Data supplied:
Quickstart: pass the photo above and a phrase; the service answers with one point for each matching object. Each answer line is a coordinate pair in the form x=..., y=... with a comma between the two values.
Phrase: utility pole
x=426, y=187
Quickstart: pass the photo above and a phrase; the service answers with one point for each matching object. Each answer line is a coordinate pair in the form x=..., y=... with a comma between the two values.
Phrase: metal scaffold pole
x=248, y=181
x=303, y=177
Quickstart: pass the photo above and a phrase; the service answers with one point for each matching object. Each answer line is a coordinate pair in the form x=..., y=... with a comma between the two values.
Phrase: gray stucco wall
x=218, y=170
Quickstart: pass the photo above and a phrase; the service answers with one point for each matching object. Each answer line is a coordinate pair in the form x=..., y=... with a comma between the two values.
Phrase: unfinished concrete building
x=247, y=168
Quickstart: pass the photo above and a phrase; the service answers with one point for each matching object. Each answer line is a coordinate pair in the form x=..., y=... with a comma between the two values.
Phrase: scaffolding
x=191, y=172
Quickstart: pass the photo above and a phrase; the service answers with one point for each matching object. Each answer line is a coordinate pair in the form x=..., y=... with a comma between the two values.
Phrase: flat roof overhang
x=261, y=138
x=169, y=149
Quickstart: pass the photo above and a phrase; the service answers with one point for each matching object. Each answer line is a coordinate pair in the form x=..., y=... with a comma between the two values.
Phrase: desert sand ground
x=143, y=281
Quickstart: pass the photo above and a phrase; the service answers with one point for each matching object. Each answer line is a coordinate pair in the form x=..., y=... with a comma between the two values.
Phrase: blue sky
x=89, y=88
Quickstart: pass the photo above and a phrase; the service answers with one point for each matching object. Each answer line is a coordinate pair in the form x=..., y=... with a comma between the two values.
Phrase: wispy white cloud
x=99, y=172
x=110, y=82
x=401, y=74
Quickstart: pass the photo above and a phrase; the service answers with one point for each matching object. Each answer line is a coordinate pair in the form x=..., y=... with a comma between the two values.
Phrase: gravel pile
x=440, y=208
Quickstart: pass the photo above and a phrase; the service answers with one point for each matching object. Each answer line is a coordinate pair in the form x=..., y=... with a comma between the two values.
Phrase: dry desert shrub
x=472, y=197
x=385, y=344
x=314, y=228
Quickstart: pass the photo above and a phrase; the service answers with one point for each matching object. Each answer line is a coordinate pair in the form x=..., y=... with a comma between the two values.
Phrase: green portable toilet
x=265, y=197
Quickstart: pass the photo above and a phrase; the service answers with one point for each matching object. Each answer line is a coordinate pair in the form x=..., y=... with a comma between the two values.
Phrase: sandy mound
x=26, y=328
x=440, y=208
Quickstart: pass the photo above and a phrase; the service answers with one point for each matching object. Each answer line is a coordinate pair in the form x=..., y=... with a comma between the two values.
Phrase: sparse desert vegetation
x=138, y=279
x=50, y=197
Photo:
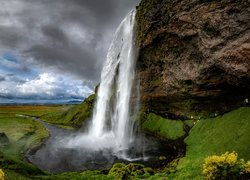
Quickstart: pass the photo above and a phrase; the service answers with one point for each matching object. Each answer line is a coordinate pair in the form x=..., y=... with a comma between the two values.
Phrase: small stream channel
x=53, y=156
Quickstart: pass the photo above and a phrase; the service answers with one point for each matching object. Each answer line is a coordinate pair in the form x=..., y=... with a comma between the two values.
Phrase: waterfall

Goal:
Output every entry exactly as given; pictures are not part of the copy.

Reply:
Quickstart: pass the photo above and a phrase; the service answers with one point for each matching object. Each answer line is a coordinate pair in the form x=..., y=... with a comma between the two values.
Phrase: utility pole
x=426, y=187
Quickstart: pass the photo above and a phrase; the service answers with one point for each matching object. Each answer line is a coordinate pair in the form x=..., y=... with a comma between the two values.
Phrase: metal scaffold pole
x=248, y=181
x=303, y=177
Quickstart: pass the photo above and a phrase; the service answers with one point for each matching object. Each answer line is a coordinate pair in the form x=..., y=... with a comma between the two values.
Phrase: gray stucco wall
x=218, y=170
Quickstart: pass the photo above and a phrase; the service answers with one point for each matching object. Each answer line is a coordinate pair in the form x=..., y=... with a comma between the two values.
Phrase: unfinished concrete building
x=247, y=168
Quickstart: pass the photo above and a phrase; the service answers with one point for each matching object. Each answer line is a coordinate pair in the form x=..., y=... with a comma between the two values.
Phrase: scaffolding
x=191, y=172
Quickstart: pass the photo above and a phrase; the service answers with one point for each matching object. Each answer line is a coordinate pair in the form x=..., y=... with a comma between the two values.
Phrase: flat roof overhang
x=261, y=138
x=169, y=149
Quickstart: pass the photo above and a phrase; the service answers with one point for each matching object. Each answer line is a coordinate pair in the form x=..., y=... with a comma between the two values.
Phrase: desert sand ground
x=143, y=281
Quickstart: pass the photo above and a phrase; the service answers with one point for each matching object. Each answer line is a coordinate pair in the form x=..., y=... with a comma between the two values.
Phrase: blue sky
x=89, y=88
Quickstart: pass the photo above and a phrase; the service answers with one point for each matching object. Each answer line is a coordinate pair in the form x=..., y=... with a comma between the two values.
Phrase: wispy white cloud
x=99, y=172
x=110, y=82
x=401, y=74
Quickstart: pass the photo above and a phrase; the service answers with one point for each matching object. Each answer line is a coordinate pair in the form x=..., y=... with a comma between the two values.
Phrase: gravel pile
x=440, y=208
Quickstart: pass the photo above and a phrase; the service answers with one point for each matching object. Each answer line is a coordinate pair in the form x=..., y=... with a comma between the two values.
Phrase: dry desert shrub
x=472, y=197
x=385, y=344
x=314, y=228
Quickstart: pass the photo above and a phrase; the service answers with one point for each matching object. Each answer line is a coordinate pair in the form x=..., y=... with a comma between the two values.
Phrase: green portable toilet
x=265, y=197
Quickstart: pass the photo above and a phrase; the service answers with one point for each matching object. Each answer line is a coordinate pair in the form x=..., y=... with a comma between the two values.
Phrase: sandy mound
x=26, y=328
x=440, y=208
Quickstart: pass the photo above and a phrase; the service answers with one point for each matching object. Each answer line is a coordinate pair in the form x=..., y=... with a comma between the two values.
Phrase: sparse desert vegetation
x=138, y=279
x=50, y=197
Photo:
Quickstart: pass the photo above and a phrase; the service answers with one point for each matching object. Each answer line is a coordinate pair in the form x=..., y=... with a comma between the two values.
Phrase: small stream channel
x=53, y=156
Quickstart: pass the photo above and a phrase; the service answers with one point for each matching object. Each answer line is a coordinate pair in the form x=..., y=... with a comma between the two values.
Phrase: waterfall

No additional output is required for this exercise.